What is being asked:
Output every row below as a numbered list, leaving out any blank lines.

====

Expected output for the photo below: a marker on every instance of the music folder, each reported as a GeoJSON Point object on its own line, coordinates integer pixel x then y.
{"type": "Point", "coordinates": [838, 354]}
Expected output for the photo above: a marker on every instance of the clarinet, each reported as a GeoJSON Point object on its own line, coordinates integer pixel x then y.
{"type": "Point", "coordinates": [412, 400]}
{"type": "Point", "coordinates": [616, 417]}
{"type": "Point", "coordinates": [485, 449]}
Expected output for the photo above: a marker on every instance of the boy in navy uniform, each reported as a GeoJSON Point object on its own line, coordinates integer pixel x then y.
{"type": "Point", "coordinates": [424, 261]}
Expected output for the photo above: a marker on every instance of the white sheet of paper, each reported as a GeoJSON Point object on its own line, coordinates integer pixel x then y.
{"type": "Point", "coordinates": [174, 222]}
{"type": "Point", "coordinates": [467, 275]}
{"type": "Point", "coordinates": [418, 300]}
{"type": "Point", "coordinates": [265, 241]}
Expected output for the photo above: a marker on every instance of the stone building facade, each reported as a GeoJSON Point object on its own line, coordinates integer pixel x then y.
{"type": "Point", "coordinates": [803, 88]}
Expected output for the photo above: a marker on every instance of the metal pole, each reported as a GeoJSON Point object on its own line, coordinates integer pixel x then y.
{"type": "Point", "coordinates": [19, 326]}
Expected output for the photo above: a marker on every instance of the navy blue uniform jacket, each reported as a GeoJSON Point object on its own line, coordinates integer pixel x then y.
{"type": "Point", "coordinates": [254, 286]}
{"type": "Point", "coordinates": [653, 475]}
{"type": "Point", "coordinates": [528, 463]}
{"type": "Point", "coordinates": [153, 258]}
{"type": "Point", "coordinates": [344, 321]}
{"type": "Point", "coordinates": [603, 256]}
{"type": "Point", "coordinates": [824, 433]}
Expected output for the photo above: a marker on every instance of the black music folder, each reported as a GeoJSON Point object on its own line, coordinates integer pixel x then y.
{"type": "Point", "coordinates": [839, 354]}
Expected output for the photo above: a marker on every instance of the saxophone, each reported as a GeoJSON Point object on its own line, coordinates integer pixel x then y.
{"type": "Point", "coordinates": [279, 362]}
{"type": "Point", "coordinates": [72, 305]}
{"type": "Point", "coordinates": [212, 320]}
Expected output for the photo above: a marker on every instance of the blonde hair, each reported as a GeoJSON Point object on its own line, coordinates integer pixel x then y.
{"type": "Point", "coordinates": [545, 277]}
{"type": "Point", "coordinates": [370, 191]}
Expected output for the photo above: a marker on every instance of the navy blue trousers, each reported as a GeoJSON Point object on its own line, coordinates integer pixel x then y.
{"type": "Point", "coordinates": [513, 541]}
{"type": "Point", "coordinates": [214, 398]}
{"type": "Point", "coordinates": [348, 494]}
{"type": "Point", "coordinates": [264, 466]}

====

Worked answer:
1. Expected output for the photo below: a marker on every instance of the music folder, each reported as a GeoJSON Point object on its own line, coordinates integer pixel x then y.
2. {"type": "Point", "coordinates": [838, 354]}
3. Expected output for the photo above: a marker on every instance of the clarinet, each reported as a GeoJSON Point object on its own line, coordinates integer pixel x then y.
4. {"type": "Point", "coordinates": [412, 400]}
5. {"type": "Point", "coordinates": [616, 417]}
6. {"type": "Point", "coordinates": [485, 449]}
7. Expected output for the photo above: a marker on every instance of the boy in navy uniform, each reported as a GeoJSON Point object on its own line, coordinates integer pixel x then y.
8. {"type": "Point", "coordinates": [424, 261]}
9. Expected output for the photo above: a marker on every instance of the white sheet of paper, each reported as a GeoJSON Point object on its own line, coordinates integer pixel x then y.
10. {"type": "Point", "coordinates": [174, 222]}
11. {"type": "Point", "coordinates": [467, 275]}
12. {"type": "Point", "coordinates": [418, 300]}
13. {"type": "Point", "coordinates": [265, 241]}
14. Expected output for the photo above: a marker on every instance of the stone building facade, each reported as a GeoJSON Point object on its own line, coordinates integer pixel x then y.
15. {"type": "Point", "coordinates": [803, 88]}
16. Expected output for the photo above: a marker on every instance of the metal pole, each reported as a GeoJSON Point object on its own line, coordinates integer pixel x then y.
17. {"type": "Point", "coordinates": [19, 326]}
18. Expected output for the photo above: a marker on every instance of the navy blue uniform jacket, each reported as a GeoJSON Point object on its own line, coordinates integer pixel x then y.
19. {"type": "Point", "coordinates": [254, 286]}
20. {"type": "Point", "coordinates": [653, 475]}
21. {"type": "Point", "coordinates": [528, 463]}
22. {"type": "Point", "coordinates": [153, 258]}
23. {"type": "Point", "coordinates": [344, 321]}
24. {"type": "Point", "coordinates": [603, 256]}
25. {"type": "Point", "coordinates": [824, 433]}
26. Expected output for the photo above: a marker on every instance of the black music folder, each reported as a GeoJSON Point object on its own line, coordinates integer pixel x then y.
27. {"type": "Point", "coordinates": [839, 354]}
28. Expected output for the photo above: a marker on every instance of the saxophone, each reported as a GeoJSON Point object on its own line, coordinates integer pixel x then y.
29. {"type": "Point", "coordinates": [279, 362]}
30. {"type": "Point", "coordinates": [72, 305]}
31. {"type": "Point", "coordinates": [212, 320]}
32. Expected output for the photo above: a marker on every instance of the blonde hair, each reported as a GeoJSON Point object on its own line, coordinates integer pixel x then y.
33. {"type": "Point", "coordinates": [545, 277]}
34. {"type": "Point", "coordinates": [370, 191]}
35. Expected output for the photo above: a marker on every instance of the navy blue trousers, each reported as a GeoJSON Point object on its own line, coordinates integer pixel x then y.
36. {"type": "Point", "coordinates": [513, 541]}
37. {"type": "Point", "coordinates": [214, 398]}
38. {"type": "Point", "coordinates": [348, 494]}
39. {"type": "Point", "coordinates": [264, 466]}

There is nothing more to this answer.